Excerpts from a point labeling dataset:
━━━━━━━━━━━━━━━━━━━━

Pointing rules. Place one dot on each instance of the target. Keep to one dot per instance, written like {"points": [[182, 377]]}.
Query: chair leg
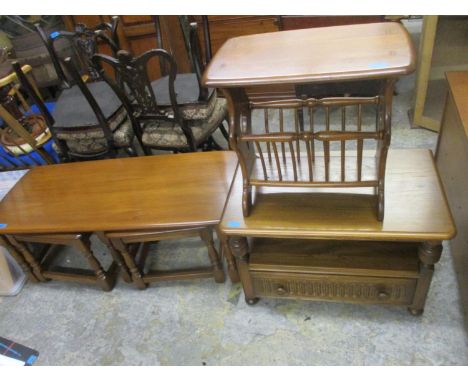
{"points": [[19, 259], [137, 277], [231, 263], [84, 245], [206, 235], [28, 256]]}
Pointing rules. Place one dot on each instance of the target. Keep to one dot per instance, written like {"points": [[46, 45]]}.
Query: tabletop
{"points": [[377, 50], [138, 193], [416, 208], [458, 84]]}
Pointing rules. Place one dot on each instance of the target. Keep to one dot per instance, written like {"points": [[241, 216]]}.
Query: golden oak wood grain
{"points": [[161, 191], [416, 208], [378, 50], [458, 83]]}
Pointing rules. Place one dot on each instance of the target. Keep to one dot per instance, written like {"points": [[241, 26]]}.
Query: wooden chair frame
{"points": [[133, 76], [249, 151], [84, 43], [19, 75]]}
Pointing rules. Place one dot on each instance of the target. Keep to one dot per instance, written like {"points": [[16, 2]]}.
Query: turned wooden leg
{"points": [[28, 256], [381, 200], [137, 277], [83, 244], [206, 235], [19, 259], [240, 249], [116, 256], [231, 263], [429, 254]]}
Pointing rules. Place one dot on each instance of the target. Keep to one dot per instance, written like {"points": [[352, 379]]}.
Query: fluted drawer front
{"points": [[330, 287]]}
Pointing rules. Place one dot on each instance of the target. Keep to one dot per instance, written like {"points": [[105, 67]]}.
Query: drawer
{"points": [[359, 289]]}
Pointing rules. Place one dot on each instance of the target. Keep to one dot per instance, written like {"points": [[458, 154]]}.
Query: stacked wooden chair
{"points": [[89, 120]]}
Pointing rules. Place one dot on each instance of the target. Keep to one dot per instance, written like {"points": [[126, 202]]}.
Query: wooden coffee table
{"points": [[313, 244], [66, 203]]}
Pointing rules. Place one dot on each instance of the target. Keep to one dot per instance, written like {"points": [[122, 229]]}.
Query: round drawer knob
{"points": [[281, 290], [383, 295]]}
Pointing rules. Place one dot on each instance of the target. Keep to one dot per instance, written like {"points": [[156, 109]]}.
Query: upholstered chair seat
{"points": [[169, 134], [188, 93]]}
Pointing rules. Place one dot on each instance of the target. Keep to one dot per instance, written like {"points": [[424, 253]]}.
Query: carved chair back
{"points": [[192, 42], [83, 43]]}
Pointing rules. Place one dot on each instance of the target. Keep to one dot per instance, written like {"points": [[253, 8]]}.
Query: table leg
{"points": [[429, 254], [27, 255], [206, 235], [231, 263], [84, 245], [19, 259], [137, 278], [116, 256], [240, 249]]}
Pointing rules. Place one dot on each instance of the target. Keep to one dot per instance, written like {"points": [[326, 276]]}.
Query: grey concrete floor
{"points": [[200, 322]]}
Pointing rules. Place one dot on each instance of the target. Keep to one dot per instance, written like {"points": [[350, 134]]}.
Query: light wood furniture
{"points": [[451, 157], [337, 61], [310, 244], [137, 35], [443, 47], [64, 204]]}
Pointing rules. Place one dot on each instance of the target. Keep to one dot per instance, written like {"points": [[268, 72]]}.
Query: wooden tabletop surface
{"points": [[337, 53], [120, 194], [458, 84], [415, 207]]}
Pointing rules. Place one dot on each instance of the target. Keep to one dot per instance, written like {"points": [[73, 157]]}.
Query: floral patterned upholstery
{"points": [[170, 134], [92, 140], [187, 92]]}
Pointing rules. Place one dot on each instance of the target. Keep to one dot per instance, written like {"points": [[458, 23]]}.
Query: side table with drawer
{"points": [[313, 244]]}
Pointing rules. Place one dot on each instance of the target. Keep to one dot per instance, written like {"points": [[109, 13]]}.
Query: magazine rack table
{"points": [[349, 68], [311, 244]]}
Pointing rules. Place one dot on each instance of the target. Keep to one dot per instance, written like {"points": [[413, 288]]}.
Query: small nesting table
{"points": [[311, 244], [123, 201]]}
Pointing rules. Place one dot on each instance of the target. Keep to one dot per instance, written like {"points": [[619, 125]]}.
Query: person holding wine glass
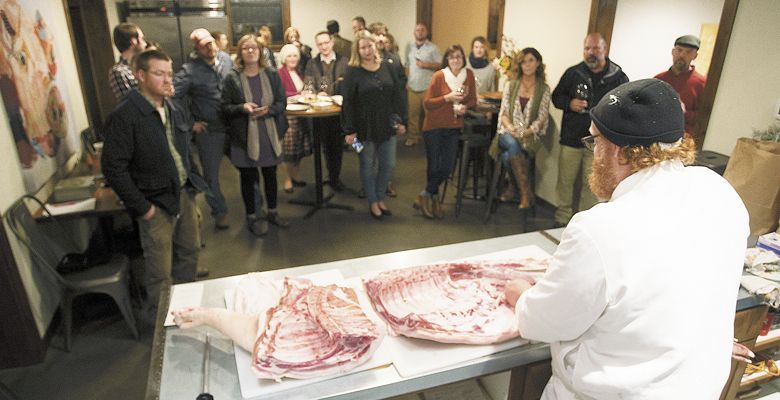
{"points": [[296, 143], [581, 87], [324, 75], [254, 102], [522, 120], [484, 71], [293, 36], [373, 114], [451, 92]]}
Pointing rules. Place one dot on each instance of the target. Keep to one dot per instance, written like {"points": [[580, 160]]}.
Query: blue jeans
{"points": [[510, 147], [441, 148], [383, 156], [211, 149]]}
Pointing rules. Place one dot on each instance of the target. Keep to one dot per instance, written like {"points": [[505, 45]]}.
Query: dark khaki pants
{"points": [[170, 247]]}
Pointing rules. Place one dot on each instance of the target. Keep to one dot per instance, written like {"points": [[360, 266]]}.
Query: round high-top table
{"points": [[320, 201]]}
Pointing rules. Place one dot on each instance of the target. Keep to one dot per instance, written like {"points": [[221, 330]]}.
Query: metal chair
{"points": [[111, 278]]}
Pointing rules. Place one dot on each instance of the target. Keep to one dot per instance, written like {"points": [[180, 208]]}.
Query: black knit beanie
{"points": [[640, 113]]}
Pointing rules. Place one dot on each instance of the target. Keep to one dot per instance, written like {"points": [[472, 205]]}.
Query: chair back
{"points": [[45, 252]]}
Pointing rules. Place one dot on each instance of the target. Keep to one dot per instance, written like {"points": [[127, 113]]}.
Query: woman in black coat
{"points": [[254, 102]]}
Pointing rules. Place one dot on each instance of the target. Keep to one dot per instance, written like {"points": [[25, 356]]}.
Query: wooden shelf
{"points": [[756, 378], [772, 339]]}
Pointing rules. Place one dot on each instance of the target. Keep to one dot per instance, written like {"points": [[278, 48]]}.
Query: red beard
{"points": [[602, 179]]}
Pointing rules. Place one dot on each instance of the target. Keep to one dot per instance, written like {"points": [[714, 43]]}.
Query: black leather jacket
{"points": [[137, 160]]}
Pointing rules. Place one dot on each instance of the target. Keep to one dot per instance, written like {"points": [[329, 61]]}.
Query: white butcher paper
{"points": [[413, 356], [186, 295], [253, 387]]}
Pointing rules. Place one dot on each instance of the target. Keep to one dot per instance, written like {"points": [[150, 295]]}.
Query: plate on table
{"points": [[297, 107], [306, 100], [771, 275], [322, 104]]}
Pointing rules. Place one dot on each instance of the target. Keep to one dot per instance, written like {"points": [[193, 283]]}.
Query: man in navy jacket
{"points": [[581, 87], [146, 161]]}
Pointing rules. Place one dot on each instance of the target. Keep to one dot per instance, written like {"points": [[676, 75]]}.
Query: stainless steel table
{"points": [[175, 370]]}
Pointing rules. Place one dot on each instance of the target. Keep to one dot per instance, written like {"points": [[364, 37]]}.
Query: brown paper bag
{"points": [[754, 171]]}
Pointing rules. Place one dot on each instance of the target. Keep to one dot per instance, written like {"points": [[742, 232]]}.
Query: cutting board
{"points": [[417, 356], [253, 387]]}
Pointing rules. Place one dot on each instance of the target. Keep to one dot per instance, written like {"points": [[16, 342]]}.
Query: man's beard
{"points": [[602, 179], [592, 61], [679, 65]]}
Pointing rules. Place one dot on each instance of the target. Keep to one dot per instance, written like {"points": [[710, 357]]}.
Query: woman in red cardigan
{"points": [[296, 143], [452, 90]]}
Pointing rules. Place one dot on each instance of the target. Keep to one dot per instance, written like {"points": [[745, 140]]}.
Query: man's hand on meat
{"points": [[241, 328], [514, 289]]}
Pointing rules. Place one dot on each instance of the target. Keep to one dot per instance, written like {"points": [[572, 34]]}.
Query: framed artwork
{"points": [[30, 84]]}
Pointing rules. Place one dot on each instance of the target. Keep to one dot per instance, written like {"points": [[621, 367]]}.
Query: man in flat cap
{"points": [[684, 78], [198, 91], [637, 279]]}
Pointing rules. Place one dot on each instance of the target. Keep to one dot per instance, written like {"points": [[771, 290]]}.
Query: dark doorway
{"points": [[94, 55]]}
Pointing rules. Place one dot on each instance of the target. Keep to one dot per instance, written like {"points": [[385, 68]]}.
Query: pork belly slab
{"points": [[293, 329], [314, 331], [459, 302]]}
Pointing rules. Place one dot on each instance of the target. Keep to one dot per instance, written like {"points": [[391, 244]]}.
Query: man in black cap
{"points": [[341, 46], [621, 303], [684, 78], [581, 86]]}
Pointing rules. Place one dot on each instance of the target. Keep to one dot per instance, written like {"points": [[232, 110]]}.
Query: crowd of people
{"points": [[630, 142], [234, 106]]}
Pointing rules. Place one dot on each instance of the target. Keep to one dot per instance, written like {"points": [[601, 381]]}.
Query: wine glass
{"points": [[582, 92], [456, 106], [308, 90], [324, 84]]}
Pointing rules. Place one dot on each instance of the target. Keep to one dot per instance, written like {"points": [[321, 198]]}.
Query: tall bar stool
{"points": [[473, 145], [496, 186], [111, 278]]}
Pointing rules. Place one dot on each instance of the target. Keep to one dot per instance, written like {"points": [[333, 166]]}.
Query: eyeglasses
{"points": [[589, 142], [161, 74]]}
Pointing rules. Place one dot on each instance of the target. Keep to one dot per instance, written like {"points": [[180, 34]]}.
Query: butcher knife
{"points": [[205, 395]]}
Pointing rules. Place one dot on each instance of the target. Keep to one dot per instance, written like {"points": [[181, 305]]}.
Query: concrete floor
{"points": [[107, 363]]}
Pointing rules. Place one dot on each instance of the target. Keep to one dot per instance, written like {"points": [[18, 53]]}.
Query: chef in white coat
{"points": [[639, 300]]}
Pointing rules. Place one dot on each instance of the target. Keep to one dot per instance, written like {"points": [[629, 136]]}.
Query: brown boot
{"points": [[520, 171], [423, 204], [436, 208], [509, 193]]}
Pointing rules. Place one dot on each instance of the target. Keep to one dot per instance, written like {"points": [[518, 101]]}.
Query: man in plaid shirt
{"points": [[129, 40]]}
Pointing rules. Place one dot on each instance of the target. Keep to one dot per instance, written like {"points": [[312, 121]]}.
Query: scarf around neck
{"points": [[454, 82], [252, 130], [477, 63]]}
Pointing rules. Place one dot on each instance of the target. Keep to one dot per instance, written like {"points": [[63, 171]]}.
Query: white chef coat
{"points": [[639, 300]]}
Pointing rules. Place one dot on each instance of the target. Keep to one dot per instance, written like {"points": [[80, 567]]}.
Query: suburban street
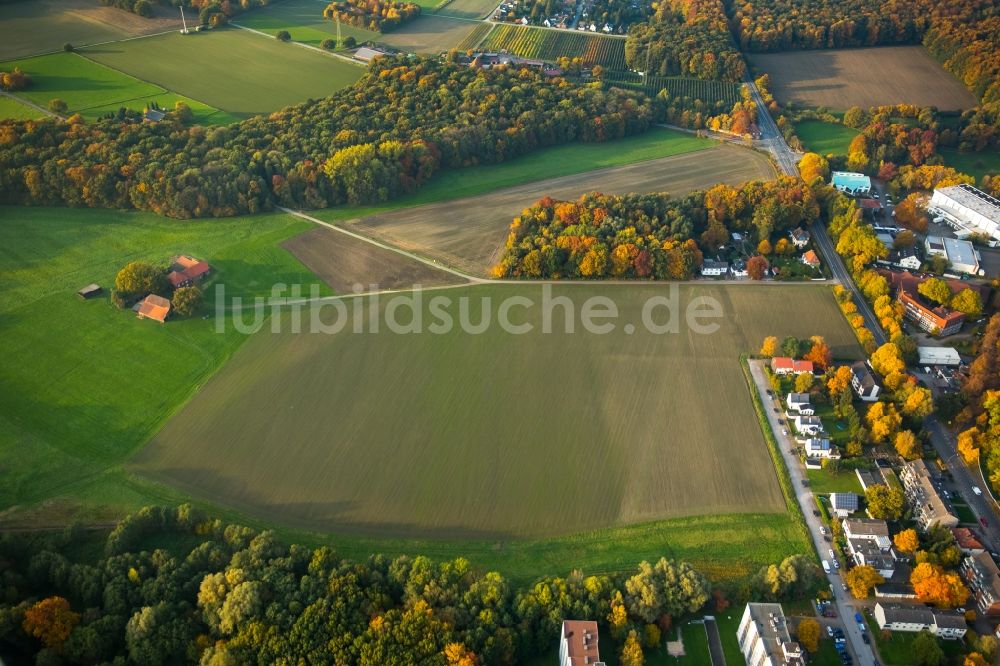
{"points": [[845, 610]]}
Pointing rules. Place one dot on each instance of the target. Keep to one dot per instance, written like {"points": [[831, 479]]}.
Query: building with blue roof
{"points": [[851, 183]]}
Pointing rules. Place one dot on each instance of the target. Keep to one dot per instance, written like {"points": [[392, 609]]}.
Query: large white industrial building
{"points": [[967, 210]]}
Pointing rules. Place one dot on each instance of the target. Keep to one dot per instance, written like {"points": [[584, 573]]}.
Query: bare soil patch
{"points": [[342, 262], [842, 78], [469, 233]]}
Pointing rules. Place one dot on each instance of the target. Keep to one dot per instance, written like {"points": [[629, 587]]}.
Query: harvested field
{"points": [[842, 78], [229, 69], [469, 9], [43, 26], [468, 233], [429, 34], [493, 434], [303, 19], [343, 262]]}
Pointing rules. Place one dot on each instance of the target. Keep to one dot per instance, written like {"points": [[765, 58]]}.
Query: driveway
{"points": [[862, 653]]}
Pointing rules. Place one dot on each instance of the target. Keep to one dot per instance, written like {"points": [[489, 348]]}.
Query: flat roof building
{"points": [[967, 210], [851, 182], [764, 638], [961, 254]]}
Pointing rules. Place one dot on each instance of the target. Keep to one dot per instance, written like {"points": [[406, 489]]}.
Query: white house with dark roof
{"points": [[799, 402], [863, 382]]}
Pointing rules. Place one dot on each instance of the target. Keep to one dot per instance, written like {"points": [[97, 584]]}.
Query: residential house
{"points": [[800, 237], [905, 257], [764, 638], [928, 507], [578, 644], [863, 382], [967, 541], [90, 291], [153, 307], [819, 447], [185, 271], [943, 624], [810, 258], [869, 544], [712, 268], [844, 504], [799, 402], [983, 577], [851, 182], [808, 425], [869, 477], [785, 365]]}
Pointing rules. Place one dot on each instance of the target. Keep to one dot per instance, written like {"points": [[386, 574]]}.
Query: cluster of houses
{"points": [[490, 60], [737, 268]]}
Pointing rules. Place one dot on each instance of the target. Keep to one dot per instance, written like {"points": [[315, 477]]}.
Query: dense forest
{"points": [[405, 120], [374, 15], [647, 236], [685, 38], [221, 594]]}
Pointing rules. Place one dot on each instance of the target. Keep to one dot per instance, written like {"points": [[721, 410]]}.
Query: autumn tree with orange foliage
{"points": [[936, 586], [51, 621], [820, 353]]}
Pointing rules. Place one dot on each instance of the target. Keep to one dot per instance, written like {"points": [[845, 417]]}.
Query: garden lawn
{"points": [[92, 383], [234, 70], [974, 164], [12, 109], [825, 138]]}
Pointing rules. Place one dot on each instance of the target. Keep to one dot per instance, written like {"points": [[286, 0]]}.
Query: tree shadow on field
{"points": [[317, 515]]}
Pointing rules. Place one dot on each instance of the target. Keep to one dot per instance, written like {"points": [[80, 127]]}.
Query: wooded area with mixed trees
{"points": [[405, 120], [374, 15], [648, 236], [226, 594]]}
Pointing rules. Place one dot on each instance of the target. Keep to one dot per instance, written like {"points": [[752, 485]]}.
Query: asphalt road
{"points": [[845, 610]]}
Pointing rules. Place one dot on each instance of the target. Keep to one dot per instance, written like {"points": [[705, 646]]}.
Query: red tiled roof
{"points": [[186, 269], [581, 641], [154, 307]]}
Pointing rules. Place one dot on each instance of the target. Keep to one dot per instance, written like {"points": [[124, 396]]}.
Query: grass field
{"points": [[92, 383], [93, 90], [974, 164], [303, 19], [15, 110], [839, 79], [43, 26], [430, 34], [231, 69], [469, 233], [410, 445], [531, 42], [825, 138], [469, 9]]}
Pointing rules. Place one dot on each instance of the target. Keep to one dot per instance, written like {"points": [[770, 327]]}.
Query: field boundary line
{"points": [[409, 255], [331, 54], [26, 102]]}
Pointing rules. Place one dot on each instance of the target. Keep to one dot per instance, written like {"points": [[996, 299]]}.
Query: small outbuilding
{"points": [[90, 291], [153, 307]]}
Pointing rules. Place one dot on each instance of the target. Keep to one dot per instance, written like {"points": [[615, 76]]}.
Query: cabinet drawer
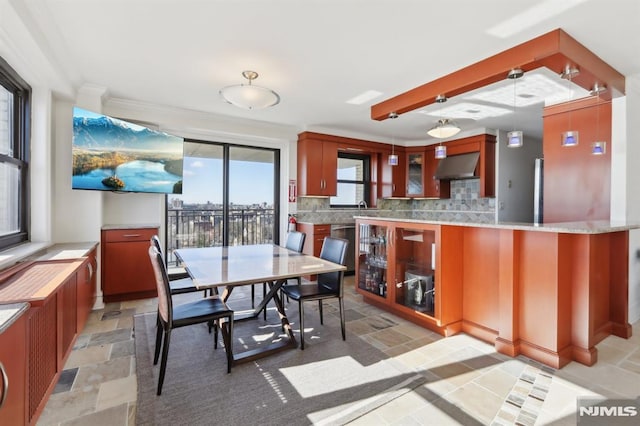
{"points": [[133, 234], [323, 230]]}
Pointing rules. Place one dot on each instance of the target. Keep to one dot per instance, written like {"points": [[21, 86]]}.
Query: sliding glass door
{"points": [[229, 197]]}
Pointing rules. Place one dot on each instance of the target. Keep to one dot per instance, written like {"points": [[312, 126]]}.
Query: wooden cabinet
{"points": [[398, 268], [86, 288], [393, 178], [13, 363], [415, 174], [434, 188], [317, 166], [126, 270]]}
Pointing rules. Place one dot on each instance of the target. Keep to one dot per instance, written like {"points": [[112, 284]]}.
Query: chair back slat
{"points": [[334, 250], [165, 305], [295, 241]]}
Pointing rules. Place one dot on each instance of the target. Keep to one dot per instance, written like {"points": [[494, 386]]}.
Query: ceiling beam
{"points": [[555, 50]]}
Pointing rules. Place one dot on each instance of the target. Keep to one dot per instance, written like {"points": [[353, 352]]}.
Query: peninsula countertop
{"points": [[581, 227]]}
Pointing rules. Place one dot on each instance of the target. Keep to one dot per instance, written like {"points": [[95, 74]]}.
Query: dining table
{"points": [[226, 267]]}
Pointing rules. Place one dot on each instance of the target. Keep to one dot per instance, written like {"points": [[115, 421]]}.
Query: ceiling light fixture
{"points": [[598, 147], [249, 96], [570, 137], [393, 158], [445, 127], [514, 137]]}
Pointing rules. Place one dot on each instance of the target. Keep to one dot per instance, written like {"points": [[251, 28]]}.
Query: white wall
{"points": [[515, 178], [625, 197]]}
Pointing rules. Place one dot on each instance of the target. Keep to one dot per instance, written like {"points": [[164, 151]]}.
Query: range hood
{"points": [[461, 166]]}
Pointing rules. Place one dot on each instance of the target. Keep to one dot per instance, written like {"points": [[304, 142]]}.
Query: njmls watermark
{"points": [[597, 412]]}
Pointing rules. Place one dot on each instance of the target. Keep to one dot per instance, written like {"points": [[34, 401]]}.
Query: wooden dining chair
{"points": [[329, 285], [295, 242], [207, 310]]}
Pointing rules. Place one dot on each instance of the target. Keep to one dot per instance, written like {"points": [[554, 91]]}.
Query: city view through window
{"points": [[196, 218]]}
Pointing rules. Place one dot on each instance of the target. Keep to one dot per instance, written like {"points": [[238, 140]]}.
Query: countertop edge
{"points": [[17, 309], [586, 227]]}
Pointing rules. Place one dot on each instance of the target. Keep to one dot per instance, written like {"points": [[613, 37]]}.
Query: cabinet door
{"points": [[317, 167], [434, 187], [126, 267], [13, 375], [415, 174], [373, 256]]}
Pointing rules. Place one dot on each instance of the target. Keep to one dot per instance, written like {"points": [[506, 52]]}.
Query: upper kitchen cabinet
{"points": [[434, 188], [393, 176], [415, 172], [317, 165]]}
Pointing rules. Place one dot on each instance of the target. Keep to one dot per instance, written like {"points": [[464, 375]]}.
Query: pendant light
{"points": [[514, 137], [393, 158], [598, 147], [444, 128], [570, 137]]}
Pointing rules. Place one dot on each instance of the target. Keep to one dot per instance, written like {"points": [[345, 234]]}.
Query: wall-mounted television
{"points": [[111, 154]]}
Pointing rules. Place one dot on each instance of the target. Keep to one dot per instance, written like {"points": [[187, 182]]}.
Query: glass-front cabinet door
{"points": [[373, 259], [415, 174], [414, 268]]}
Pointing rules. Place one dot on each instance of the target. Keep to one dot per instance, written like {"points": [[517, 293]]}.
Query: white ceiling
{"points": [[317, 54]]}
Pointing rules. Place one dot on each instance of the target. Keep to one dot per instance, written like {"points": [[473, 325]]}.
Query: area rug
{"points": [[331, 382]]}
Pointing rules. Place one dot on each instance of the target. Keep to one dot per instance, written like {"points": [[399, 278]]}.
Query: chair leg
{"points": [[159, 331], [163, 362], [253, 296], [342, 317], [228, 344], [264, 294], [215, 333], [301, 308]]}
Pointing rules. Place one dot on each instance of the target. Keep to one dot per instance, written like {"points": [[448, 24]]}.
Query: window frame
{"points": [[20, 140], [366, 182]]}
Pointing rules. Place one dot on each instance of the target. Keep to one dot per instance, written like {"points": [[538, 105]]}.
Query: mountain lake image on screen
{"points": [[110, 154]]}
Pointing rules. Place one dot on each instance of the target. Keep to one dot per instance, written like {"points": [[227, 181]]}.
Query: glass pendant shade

━━━━━━━━━━━━━━━━━━━━

#### [EXERCISE REQUIREMENTS]
Pick out every line of the records above that contains the word "black".

#### [WORKED SOLUTION]
Query: black knit beanie
Query: woman in black coat
Query: black leather jacket
Query: man in black cap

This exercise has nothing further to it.